§ **OBJETIVO DO EXERCÍCIO**
Prossiga o texto sobre a aplicação da cláusula geral anti-abuso ao Selecionador Nacional a partir do ponto em que termina.

§ **TEXTO FORNECIDO**
O Selecionador Nacional submeteu, entretanto, a questão ao Centro de Arbitragem Administrativa e Tributária (CAAD) (vd. www.caad.org.pt), que deu razão à Administração tributária e manteve, portanto, a aplicação da CGAA.

O que está, concretamente, em causa parece poder vir a tornar-se um exemplo académico de aplicação da CGAA.

O ENQUADRAMENTO

2. Foi apurado pela Administração tributária que os serviços assegurados pela quase totalidade da Equipa Técnica da Seleção Nacional de Futebol, incluindo os de Selecionador Nacional, foram contratados pela FPF a uma sociedade de que é sócio o Selecionador Nacional, a qual, por sua vez, veio a contratar os serviços dos restantes membros da Equipa Técnica (alegadamente, com exceção de um).

Perante esta factualidade, a Administração tributária considerou, porém, que não se verificaram razões económicas válidas para interpor a sociedade nesta relação.

A Administração tributária considerou, aliás, que a interposição da sociedade, como parte nos contratos celebrados com a FPF, em lugar do Selecionador Nacional, constituiu um mero instrumento para, em abuso da forma jurídica adotada, alcançar resultado fiscal mais favorável.

Neste âmbito, e ainda no entender da Administração tributária, tal negócio permitiu que a FPF não pagasse contribuições à Segurança Social, ao contrário do que sucedera com as equipas técnicas anteriores, bem como o diferimento da tributação do selecionador nacional e da restante equipa técnica, em sede de IRS, dos rendimentos derivados do exercício da atividade profissional e que são tributados, em IRC e na esfera societária, a taxas mais reduzidas, além de dispensa de retenção na fonte e, ainda, da possibilidade mais ampla de dedução de despesa.

A Administração tributária fez, assim, operar a, designada, Cláusula Geral Anti-Abuso ou CGAA.

Fundamentalmente, a CGAA parte do princípio da prevalência da substância sob a forma e, na redação em vigor à data dos factos (entretanto alterada pela Lei n.º 32/2019, de 3 de maio). e aplicável ao caso, estabelecia que são ineficazes no âmbito tributário os atos ou negócios jurídicos essencial ou principalmente dirigidos, por meios artificiosos ou fraudulentos e com abuso das formas jurídicas, à redução, eliminação ou diferimento temporal de impostos que seriam devidos em resultado de factos, atos ou negócios jurídicos de idêntico fim económico, ou à obtenção de vantagens fiscais que não seriam alcançadas, total ou parcialmente, sem utilização desses meios, efetuando-se então a tributação de acordo com as normas aplicáveis na sua ausência e não se produzindo as vantagens fiscais referidas.

Em consequência, a Administração tributária procedeu à liquidação, adicional, de IRS e de juros, por referência aos anos de 2016 e de 2017, dos quais resultou um valor a pagar no total de € 4.492.494,20 e que veio, entretanto, a ser suportado, a título de sub-rogação, pela FPF.

(Entradas de indicação de objetos nomeados)
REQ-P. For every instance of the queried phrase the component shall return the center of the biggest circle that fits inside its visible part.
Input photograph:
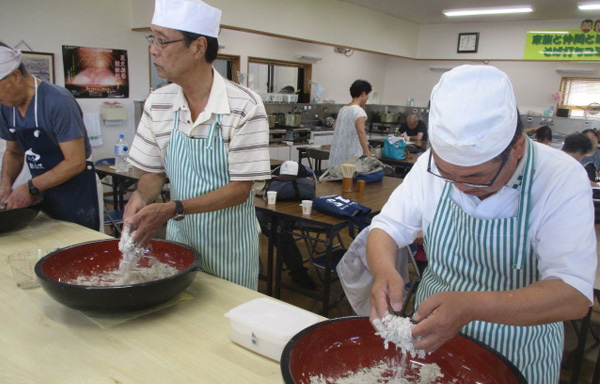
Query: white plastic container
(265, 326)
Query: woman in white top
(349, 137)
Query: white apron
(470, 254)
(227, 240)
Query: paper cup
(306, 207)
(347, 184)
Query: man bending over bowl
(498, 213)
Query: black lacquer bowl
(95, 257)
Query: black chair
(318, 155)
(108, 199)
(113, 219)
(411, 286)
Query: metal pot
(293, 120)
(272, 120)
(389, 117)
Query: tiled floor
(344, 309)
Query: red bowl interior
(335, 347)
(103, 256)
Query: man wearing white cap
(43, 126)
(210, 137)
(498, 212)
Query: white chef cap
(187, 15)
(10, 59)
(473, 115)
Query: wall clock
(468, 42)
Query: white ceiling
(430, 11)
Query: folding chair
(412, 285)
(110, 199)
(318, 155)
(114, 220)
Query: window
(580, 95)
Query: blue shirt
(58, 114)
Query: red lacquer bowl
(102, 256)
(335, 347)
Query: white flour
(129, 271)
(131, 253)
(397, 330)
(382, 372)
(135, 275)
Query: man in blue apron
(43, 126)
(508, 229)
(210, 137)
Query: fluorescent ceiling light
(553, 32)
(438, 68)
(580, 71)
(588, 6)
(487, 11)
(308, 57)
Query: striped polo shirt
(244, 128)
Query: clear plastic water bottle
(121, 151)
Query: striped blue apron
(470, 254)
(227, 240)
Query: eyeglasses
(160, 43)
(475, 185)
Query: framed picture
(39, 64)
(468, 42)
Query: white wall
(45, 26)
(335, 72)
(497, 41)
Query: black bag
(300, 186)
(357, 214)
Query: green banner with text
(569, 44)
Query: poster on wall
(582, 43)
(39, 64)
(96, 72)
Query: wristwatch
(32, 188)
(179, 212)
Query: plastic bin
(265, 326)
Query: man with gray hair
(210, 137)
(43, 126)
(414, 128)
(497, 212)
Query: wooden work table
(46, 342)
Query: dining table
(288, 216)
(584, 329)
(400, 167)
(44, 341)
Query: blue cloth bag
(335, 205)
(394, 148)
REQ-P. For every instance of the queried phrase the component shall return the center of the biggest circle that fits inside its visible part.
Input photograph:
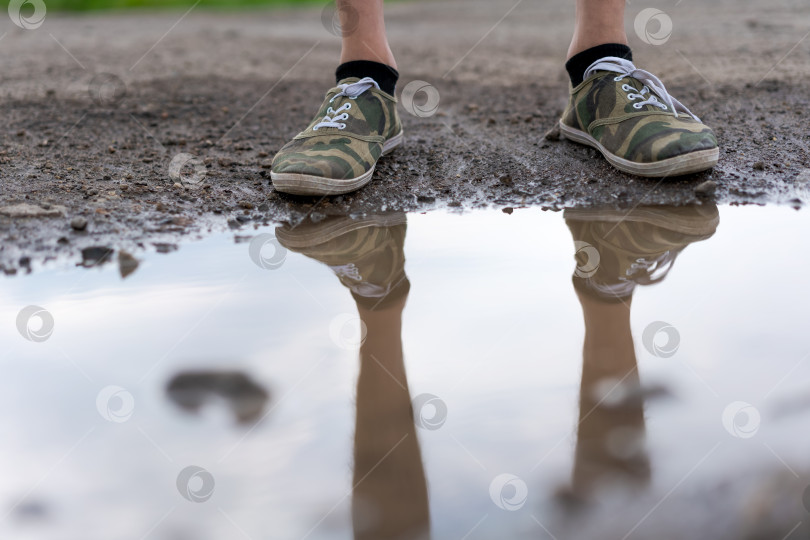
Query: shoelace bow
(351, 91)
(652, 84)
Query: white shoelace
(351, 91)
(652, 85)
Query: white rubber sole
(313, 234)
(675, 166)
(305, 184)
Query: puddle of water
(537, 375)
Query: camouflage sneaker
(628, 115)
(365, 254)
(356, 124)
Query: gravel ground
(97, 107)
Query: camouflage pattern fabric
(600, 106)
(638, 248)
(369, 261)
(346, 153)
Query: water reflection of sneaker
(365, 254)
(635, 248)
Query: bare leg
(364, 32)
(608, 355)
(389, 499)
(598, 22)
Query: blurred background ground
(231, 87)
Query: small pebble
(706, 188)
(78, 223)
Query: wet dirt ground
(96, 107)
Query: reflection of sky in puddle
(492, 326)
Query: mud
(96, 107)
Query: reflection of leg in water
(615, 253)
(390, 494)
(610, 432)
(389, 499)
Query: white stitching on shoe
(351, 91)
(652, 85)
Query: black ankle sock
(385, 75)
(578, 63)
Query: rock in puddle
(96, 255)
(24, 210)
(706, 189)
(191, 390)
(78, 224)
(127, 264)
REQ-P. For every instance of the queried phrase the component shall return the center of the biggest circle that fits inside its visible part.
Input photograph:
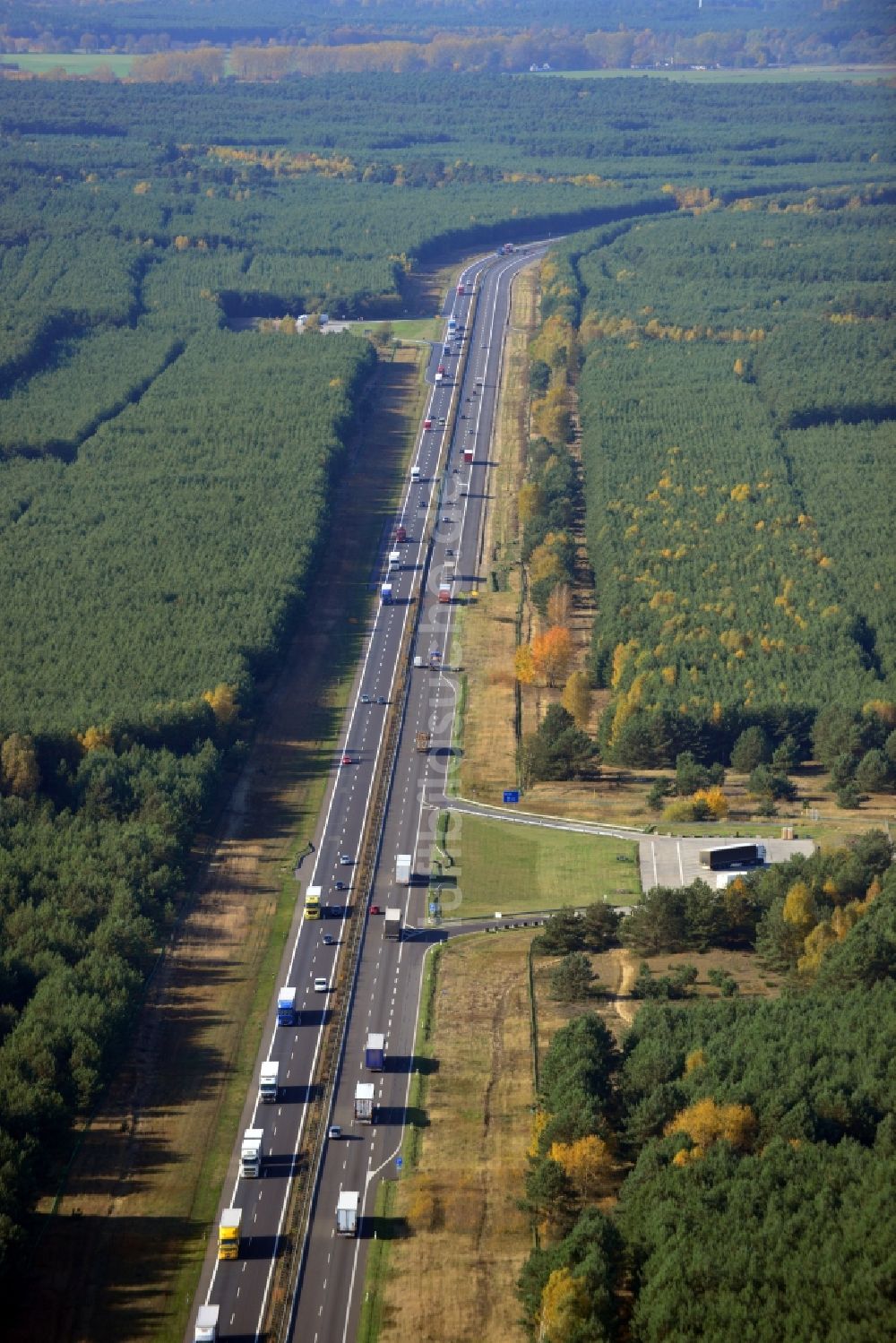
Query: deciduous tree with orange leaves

§ **RESPOSTA AO PROBLEMA**
Deste entendimento, dissentiu o selecionador nacional, nomeadamente no âmbito de um Pedido de Pronúncia Arbitral apresentado junto do CAAD e procurando a anulação das correções e das liquidações de que foi objeto.

3. Muito recentemente, este Pedido foi objeto de Decisão pelo CAAD e deu razão à Administração tributária, mantendo, portanto, a aplicação da CGAA e as liquidações de imposto e de juros que lhe sucederam.

A POSIÇÃO DO SELECIONADOR NACIONAL 

4. Tendo por referência a Decisão proferida sobre o Pedido de Pronúncia Arbitral apresentado pelo nosso selecionador nacional junto do CAAD, o mesmo invoca, fundamentalmente, que foi a FPF que propôs a contratação dos serviços técnicos das seleções nacionais através de uma sociedade, em função das preocupações, que, então, manifestou, de não querer assumir a contratação dos demais elementos da equipa técnica, nomeadamente porque não pretendia mais que um interlocutor e porque uma eventual cessação do contrato seria mais simples, remetendo para as vicissitudes na cessação dos contratos com a anterior equipa técnica.

Mais adiantou o nosso selecionador nacional que, em função desta preocupação da FPF, não seria adequado e convencional que semelhante obrigação fosse assegurada pessoalmente e que o comum seria fazê-lo através de uma sociedade, «que tem uma estrutura adequada, que contrata os serviços e as pessoas que tiver a contratar».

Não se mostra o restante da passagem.